- [Problem requirements] Find the line containing "the yellow dress". Return it and every line after it, unchanged, up to and including the last line.

- [Rows]
________________
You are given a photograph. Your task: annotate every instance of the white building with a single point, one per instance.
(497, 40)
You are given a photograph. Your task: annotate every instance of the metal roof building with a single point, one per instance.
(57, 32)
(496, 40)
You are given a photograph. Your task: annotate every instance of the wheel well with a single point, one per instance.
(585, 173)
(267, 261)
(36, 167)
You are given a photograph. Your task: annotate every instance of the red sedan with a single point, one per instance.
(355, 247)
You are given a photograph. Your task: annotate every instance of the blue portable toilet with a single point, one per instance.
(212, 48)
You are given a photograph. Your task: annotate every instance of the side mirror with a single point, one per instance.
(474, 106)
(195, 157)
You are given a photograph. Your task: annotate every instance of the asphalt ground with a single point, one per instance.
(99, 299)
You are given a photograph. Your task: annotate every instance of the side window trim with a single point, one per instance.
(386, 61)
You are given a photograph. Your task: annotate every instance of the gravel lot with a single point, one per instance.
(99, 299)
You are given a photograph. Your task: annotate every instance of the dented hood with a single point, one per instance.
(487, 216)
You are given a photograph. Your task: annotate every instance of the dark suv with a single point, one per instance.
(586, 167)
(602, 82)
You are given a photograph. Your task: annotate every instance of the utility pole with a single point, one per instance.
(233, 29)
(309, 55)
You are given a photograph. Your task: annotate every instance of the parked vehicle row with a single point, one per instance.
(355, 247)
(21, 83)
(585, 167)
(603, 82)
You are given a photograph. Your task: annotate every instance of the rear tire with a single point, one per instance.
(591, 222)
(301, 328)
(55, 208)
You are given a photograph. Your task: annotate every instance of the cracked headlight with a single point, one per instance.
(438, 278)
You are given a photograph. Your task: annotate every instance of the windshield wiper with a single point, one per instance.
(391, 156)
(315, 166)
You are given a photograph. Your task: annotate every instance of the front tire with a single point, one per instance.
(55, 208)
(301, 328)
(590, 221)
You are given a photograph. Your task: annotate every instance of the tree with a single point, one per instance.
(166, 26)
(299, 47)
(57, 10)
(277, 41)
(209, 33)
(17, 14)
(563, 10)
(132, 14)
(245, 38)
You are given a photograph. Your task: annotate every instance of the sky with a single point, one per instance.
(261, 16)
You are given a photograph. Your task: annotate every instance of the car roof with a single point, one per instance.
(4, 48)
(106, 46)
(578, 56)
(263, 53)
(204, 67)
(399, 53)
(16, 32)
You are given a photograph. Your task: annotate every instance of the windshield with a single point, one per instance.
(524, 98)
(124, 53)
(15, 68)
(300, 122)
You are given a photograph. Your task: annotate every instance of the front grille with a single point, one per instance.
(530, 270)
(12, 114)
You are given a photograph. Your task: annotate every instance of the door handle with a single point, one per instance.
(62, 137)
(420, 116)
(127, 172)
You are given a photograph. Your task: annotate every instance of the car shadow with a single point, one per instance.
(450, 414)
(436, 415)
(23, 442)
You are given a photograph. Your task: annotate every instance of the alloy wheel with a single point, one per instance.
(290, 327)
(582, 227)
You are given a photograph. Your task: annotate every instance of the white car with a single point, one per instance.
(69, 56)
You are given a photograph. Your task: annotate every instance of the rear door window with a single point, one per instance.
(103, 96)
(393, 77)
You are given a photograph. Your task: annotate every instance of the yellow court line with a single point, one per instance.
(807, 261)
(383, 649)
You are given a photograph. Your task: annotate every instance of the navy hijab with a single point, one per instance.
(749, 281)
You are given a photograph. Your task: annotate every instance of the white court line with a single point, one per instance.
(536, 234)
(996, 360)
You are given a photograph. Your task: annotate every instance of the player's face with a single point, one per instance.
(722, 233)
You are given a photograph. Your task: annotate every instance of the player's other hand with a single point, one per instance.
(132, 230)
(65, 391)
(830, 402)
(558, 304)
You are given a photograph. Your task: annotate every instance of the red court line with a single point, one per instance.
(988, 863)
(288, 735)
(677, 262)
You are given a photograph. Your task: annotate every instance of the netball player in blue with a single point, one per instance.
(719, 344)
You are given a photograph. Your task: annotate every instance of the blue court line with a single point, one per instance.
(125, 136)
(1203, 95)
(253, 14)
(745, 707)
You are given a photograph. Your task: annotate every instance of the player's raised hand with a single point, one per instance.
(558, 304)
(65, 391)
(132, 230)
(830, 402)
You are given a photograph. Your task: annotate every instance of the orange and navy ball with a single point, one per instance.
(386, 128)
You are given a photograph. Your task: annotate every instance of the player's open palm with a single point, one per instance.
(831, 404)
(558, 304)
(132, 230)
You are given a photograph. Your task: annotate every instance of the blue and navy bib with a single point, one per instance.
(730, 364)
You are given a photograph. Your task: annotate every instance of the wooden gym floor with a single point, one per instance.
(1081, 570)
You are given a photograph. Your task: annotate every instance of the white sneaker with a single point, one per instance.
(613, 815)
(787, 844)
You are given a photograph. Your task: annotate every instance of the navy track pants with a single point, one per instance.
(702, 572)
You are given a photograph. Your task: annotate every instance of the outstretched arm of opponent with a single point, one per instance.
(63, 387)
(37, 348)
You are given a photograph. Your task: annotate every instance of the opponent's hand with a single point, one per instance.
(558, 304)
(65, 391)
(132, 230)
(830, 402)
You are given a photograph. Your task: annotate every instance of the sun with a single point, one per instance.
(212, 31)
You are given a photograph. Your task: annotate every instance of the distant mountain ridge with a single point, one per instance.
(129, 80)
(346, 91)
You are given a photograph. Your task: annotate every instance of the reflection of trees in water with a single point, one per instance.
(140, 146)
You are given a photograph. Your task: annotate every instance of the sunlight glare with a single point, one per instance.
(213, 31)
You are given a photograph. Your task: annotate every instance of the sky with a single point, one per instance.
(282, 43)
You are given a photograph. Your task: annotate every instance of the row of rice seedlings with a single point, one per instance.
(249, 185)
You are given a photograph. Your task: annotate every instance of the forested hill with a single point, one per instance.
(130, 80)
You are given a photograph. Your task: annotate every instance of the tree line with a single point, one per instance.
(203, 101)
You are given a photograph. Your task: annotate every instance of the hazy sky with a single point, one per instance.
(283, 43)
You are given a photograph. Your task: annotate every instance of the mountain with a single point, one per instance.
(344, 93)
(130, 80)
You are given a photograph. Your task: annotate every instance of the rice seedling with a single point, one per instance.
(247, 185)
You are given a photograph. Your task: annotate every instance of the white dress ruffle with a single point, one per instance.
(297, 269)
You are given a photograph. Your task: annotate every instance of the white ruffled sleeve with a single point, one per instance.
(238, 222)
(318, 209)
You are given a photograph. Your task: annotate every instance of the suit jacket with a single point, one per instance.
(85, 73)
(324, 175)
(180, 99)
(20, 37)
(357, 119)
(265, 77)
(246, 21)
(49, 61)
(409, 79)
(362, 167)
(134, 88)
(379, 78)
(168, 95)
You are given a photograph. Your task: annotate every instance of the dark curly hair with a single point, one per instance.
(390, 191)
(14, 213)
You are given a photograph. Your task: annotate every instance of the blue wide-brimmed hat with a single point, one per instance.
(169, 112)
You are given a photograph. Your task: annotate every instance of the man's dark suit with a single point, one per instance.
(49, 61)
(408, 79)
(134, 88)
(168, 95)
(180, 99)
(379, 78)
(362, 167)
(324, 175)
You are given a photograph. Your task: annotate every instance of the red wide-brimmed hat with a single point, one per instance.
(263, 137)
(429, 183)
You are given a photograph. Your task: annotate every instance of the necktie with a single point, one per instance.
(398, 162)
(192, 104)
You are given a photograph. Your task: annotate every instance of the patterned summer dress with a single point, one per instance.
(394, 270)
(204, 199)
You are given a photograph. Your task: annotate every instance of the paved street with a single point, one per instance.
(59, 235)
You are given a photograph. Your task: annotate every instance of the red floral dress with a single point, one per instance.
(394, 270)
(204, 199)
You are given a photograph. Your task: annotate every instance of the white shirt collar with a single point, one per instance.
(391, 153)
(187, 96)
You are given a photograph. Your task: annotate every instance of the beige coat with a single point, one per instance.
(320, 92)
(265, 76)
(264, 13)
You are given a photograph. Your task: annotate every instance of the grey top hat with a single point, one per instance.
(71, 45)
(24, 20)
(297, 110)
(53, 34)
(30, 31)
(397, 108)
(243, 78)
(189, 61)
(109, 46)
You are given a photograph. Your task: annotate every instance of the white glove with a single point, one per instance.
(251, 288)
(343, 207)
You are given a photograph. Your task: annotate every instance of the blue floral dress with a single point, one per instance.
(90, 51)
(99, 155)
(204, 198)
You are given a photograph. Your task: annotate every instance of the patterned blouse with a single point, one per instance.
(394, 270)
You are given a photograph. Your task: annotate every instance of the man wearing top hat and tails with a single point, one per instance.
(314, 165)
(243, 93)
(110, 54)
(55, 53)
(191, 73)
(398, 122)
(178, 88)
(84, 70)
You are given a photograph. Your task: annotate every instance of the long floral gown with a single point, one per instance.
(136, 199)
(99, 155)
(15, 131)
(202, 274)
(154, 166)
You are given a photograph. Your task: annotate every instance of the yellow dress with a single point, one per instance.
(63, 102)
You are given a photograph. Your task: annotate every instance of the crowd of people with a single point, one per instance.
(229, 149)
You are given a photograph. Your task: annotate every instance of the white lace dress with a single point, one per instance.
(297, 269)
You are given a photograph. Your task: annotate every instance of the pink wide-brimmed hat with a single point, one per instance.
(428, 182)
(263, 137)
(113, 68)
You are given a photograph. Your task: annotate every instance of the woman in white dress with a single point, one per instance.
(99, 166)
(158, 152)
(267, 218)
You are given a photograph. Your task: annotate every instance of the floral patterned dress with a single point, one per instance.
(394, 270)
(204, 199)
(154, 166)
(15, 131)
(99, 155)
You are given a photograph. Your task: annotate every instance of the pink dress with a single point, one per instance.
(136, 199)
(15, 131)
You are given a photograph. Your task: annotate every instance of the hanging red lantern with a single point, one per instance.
________________
- [Output of the task]
You are given a photograph. Your task: annotate every instance of the yellow dress with a single point, one per instance.
(63, 102)
You are given a photograph. Your task: annotate every instance of the crowd of people with a single point, one per instance.
(229, 149)
You are given a photograph. Your task: annotate every instance of the white lace dress with a single point, one per instance.
(297, 269)
You are given a photograph. Your task: annotate every instance of the pink wide-brimmed hat with a single point, one per instance.
(428, 182)
(263, 137)
(113, 68)
You are given a photograph. Your task: annotate every instance of the woman in white dress with a single point, one per instance.
(99, 166)
(158, 152)
(267, 218)
You are given a photograph. Your task: annotate every instance of the floral patterned dress with a single point, one per instance.
(394, 270)
(204, 199)
(154, 166)
(15, 131)
(99, 155)
You are given a photograph. Your task: annotate every instance of the pink dress with a single point, one per instance.
(136, 199)
(15, 131)
You are given a photograph. Your task: annotate every instance of the hanging red lantern with a single point, one per instance.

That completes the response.